Copy out the records below, renaming every "marker" as "dot" and keeping everything else unchanged. Omit the pictures from your copy.

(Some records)
==============================

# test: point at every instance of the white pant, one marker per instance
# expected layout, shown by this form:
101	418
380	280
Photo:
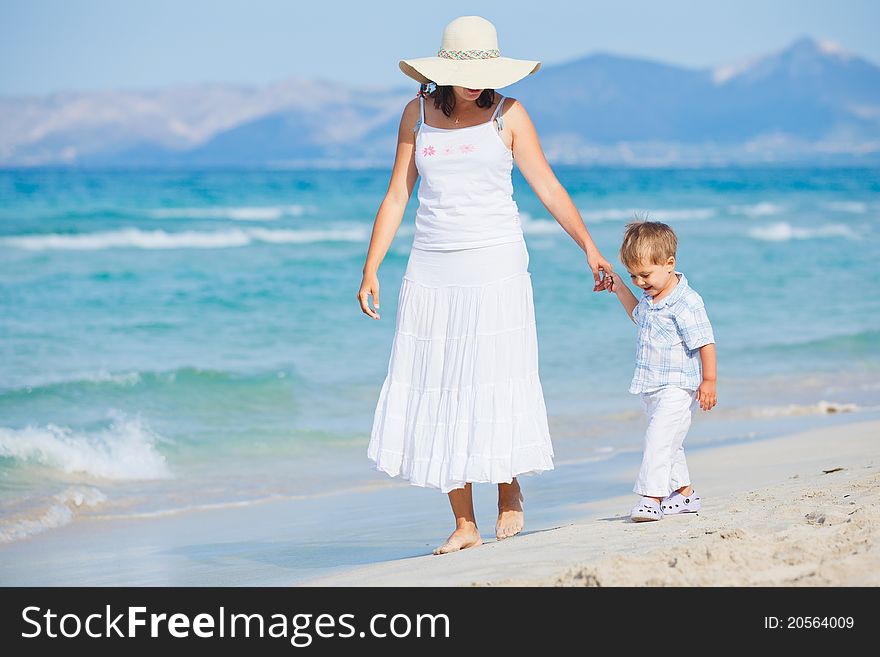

==============================

→ Response for this exercise:
# test: point at every instance of the white pant, one dot per instance
# expected layout, shown by this form:
101	418
380	280
Photo:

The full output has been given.